What to do:
Output the stretch of the entries below that opens with the line containing "out the wet" and closes with the line containing "[(542, 733)]", both included, as a JSON list of strings with one string per line and no blank lines.

Entries shown:
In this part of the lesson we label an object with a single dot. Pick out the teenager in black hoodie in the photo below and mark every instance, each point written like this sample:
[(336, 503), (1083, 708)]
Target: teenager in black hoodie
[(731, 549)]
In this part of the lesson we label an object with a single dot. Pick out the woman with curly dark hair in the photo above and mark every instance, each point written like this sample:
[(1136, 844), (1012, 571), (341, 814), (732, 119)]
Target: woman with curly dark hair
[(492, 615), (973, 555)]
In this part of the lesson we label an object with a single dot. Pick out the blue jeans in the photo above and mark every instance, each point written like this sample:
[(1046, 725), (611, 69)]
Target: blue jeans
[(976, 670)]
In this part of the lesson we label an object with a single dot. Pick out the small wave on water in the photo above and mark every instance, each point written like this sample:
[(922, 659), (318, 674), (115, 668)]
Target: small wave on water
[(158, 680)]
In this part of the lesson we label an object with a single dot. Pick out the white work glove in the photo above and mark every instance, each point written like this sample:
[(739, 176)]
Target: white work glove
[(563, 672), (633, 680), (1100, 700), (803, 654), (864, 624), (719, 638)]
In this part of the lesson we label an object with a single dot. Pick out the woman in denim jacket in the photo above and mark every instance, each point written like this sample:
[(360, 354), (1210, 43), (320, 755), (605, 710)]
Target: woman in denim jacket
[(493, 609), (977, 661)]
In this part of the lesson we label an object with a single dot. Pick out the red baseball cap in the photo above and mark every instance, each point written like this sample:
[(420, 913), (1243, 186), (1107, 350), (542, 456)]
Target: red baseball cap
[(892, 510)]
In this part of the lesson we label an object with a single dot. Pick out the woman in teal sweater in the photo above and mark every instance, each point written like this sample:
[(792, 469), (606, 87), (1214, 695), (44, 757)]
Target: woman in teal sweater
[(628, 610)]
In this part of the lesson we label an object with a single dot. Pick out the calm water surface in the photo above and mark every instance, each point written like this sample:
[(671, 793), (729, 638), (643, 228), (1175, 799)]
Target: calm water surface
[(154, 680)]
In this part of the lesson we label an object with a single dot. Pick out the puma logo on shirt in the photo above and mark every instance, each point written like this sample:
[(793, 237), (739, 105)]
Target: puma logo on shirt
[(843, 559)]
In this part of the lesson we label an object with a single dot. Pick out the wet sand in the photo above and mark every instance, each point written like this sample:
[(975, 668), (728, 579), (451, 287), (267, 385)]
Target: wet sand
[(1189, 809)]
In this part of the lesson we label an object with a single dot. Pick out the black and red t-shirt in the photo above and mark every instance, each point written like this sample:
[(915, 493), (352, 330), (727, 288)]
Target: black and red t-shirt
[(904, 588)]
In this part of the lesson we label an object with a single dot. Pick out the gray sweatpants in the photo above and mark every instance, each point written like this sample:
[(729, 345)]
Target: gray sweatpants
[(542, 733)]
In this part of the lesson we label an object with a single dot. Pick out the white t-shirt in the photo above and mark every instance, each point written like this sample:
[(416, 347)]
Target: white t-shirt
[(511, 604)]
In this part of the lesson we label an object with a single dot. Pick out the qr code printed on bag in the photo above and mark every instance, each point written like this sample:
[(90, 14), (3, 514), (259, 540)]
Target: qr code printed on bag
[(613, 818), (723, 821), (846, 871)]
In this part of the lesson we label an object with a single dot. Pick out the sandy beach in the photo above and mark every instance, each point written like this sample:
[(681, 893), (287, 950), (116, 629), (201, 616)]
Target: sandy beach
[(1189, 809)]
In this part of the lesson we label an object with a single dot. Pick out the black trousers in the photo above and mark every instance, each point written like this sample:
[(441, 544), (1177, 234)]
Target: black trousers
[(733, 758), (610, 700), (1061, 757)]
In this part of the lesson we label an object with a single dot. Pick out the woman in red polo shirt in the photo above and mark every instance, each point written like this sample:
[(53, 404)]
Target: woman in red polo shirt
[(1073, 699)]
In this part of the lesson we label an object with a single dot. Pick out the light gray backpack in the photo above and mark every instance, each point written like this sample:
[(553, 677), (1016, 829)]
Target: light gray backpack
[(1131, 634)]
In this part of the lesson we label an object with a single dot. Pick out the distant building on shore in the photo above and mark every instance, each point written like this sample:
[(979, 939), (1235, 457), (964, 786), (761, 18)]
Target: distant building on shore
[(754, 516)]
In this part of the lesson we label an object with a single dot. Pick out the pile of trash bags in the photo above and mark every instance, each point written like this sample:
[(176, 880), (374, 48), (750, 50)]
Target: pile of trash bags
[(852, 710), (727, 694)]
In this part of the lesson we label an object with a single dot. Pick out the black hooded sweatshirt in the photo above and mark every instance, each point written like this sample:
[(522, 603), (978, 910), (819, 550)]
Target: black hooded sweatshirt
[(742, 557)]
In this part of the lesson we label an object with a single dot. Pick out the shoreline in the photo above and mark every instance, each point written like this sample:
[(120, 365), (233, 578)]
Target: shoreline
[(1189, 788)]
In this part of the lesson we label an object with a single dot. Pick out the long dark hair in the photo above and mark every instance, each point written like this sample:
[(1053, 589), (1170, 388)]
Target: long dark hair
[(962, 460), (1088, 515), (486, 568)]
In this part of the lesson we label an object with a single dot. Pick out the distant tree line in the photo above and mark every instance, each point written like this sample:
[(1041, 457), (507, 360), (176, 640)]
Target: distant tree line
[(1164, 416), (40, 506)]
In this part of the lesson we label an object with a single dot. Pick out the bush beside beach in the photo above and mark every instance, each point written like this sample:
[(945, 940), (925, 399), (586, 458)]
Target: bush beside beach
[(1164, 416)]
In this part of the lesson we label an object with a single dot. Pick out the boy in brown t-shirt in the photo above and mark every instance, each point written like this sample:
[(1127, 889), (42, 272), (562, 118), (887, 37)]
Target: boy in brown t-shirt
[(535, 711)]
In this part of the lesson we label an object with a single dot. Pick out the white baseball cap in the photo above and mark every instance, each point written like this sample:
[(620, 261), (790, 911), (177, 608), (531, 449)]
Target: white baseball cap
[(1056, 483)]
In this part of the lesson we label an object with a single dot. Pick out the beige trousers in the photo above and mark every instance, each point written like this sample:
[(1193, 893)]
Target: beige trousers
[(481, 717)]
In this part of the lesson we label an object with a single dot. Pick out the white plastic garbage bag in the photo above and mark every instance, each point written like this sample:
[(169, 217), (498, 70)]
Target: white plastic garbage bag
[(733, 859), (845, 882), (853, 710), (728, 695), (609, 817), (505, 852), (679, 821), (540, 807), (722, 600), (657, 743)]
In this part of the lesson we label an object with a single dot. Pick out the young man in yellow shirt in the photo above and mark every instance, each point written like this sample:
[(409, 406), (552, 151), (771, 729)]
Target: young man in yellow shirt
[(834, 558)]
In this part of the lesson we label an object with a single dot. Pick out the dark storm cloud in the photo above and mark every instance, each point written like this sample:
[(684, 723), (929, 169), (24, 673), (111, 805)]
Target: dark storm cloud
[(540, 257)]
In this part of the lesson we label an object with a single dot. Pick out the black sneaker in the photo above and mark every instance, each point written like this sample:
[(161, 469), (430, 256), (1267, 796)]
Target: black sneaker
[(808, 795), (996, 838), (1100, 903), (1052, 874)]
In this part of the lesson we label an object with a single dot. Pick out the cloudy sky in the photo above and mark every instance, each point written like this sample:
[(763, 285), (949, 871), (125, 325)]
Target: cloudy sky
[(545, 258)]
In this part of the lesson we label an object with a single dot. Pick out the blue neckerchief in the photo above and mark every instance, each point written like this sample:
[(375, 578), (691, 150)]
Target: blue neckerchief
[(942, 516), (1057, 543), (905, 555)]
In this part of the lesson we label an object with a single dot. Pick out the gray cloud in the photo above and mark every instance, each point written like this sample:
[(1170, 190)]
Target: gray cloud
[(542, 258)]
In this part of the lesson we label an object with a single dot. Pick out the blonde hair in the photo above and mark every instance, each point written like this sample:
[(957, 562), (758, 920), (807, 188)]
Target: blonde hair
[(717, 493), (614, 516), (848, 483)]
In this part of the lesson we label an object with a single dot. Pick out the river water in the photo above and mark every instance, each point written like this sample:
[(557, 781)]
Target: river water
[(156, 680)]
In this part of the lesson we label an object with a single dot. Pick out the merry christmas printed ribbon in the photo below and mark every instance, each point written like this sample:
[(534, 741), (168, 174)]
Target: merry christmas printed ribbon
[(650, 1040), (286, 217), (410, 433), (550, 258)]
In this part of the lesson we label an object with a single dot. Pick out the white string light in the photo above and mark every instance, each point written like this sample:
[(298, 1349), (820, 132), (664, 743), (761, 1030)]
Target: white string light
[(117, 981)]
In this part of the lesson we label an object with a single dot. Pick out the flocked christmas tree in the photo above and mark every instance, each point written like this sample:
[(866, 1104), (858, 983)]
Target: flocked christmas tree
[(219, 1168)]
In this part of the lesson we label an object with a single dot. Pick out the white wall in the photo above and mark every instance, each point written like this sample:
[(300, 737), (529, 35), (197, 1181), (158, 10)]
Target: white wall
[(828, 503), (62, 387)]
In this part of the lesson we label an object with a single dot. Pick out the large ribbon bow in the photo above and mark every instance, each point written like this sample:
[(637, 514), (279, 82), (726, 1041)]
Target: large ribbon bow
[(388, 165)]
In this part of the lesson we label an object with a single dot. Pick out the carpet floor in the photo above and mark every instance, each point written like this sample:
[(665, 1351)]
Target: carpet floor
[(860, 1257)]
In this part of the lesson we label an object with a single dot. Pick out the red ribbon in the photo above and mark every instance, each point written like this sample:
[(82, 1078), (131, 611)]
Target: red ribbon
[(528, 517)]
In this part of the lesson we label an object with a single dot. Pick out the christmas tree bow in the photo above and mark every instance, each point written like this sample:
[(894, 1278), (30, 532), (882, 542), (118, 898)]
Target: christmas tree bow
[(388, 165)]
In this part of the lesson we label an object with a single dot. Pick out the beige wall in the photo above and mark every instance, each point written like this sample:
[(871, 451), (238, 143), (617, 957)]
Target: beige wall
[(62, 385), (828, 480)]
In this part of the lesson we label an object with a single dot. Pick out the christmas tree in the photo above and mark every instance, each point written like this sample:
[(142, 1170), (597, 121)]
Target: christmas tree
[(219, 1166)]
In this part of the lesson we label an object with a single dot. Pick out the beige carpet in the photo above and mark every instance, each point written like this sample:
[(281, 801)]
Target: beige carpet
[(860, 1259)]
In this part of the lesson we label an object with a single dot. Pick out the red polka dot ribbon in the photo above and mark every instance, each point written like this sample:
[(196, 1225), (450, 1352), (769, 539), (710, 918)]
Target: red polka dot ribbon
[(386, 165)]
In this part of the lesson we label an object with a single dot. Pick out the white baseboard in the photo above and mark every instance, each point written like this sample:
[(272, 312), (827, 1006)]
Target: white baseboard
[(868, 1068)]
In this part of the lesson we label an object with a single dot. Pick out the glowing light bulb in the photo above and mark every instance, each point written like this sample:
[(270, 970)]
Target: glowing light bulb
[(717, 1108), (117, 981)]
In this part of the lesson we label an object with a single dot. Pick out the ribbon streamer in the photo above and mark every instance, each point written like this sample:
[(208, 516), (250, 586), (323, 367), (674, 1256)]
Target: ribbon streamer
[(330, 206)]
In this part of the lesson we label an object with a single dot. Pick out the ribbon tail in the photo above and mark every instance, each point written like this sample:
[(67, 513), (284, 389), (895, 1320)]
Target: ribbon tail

Complete response:
[
  "In this part of the lesson we label an object with a single dot. Pick out the wet sand in the photo above and mark every instance, each point written like this sample:",
  "[(975, 668), (728, 579), (451, 287), (267, 385)]",
  "Target: wet sand",
  "[(1189, 809)]",
  "In this part of the lesson we label an object with a single dot. Pick out the black and red t-shirt in the photo above and mark every instance, each point written like this sample:",
  "[(915, 493), (352, 330), (727, 288)]",
  "Target: black and red t-shirt",
  "[(904, 588)]",
  "In this part of the lesson we label an object with a single dot. Pick out the gray sweatpants in the photo above and mark every instance, each point written like this sample:",
  "[(729, 345)]",
  "Target: gray sweatpants",
  "[(542, 733)]"
]